● **TASK BRIEF**
Which rows below contain the word "shark"? Pull out each of those rows and copy it unchanged.

● **SUPPLIED RECORDS**

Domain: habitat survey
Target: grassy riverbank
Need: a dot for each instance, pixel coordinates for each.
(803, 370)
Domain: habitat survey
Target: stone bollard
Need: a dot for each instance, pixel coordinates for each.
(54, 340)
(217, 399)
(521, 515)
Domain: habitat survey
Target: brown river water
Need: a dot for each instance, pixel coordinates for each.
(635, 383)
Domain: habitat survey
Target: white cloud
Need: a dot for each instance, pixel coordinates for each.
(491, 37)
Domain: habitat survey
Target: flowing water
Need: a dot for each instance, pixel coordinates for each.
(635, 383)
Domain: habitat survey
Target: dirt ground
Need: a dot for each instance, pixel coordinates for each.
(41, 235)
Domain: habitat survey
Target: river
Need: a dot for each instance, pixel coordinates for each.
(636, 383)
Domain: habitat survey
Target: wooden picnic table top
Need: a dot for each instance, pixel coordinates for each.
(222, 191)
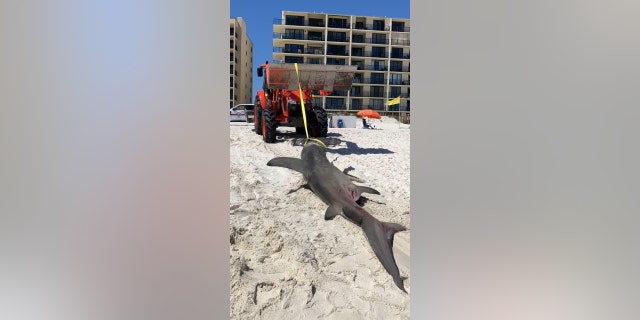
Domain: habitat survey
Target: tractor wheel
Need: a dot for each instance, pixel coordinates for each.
(268, 126)
(257, 119)
(321, 123)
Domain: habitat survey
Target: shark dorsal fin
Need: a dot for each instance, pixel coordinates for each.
(290, 163)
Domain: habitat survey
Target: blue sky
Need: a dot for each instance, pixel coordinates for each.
(259, 17)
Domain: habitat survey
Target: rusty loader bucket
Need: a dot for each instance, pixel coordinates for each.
(312, 76)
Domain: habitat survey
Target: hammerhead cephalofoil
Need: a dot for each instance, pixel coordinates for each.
(335, 189)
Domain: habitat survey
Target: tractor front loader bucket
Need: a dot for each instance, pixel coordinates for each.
(311, 76)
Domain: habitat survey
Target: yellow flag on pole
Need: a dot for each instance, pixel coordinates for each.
(394, 101)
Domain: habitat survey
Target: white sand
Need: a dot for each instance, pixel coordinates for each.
(286, 261)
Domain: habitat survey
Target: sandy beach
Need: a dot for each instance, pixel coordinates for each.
(286, 261)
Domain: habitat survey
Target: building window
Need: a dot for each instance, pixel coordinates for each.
(335, 61)
(378, 25)
(337, 36)
(395, 65)
(378, 65)
(315, 36)
(396, 53)
(397, 26)
(338, 23)
(395, 78)
(357, 52)
(315, 50)
(379, 38)
(294, 34)
(376, 104)
(337, 50)
(356, 104)
(377, 91)
(317, 100)
(334, 103)
(293, 48)
(289, 59)
(395, 92)
(377, 78)
(294, 20)
(378, 52)
(314, 22)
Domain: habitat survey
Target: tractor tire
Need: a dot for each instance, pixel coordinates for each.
(320, 126)
(257, 119)
(268, 126)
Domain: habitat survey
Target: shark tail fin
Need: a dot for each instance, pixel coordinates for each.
(363, 189)
(287, 162)
(380, 237)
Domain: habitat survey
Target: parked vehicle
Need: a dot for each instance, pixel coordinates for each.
(242, 112)
(287, 88)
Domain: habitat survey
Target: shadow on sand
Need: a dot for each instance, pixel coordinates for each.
(353, 148)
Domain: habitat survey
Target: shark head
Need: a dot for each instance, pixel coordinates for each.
(322, 142)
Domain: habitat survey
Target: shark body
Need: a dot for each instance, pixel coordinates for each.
(336, 189)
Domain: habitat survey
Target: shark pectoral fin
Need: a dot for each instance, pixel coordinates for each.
(287, 162)
(390, 229)
(354, 178)
(332, 212)
(363, 189)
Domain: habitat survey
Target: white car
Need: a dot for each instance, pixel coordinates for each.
(242, 112)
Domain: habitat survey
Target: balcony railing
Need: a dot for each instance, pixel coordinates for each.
(400, 42)
(400, 29)
(369, 81)
(300, 51)
(339, 24)
(362, 26)
(400, 56)
(399, 82)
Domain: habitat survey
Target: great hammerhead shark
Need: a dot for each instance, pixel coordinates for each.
(336, 189)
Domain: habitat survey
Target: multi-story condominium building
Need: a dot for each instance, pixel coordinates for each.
(379, 46)
(240, 63)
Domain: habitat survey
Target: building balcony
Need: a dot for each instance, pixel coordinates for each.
(400, 42)
(287, 36)
(299, 51)
(400, 29)
(400, 56)
(362, 26)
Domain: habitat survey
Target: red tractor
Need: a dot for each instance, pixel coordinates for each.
(280, 101)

● **EXPECTED ANSWER**
Target: shark dorsal fin
Target: shark tail fin
Target: shark head
Target: shark body
Target: shark pectoral fin
Target: great hammerhead shark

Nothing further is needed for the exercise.